» **Task prompt**: Format each line of the records as a string in a JSON list, one string per line. Omit blank lines.
==== Extracted records ====
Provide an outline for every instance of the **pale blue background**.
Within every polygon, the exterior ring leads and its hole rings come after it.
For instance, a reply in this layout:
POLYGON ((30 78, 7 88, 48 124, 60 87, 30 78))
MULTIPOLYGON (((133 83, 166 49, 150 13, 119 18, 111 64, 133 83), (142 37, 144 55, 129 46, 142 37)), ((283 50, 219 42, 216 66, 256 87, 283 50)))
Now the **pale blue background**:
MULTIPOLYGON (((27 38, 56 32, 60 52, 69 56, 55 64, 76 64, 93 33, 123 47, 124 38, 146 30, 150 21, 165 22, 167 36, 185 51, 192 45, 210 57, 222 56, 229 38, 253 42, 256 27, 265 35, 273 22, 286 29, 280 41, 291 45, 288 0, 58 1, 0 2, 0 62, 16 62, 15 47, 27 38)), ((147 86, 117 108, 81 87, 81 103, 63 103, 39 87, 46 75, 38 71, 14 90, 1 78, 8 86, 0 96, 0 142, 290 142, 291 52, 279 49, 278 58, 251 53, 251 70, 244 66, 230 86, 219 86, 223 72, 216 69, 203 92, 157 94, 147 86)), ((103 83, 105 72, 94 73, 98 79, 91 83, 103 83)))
====
» **Completed exercise**:
[
  "Provide an outline for every instance of the **pale blue background**.",
  "Within every polygon, the exterior ring leads and its hole rings come after it.",
  "For instance, a reply in this layout:",
  "POLYGON ((30 78, 7 88, 48 124, 60 87, 30 78))",
  "MULTIPOLYGON (((133 83, 166 49, 150 13, 119 18, 111 64, 133 83), (142 37, 144 55, 129 46, 142 37)), ((283 50, 219 42, 216 66, 256 87, 283 50)))",
  "Now the **pale blue background**:",
  "MULTIPOLYGON (((27 38, 56 32, 60 52, 69 56, 55 64, 76 64, 93 33, 123 47, 124 38, 146 30, 150 21, 165 22, 167 36, 185 51, 192 45, 210 57, 222 56, 229 38, 253 42, 256 27, 265 35, 273 22, 286 29, 280 41, 291 45, 288 0, 58 1, 0 2, 0 62, 16 62, 15 47, 27 38)), ((147 86, 117 108, 81 87, 81 103, 63 103, 39 87, 46 75, 38 71, 14 90, 1 78, 8 86, 0 96, 0 142, 290 142, 291 52, 279 49, 278 58, 251 53, 251 70, 244 66, 230 86, 219 86, 223 72, 216 69, 203 92, 157 94, 147 86)), ((103 83, 105 72, 94 73, 98 79, 91 83, 103 83)))"
]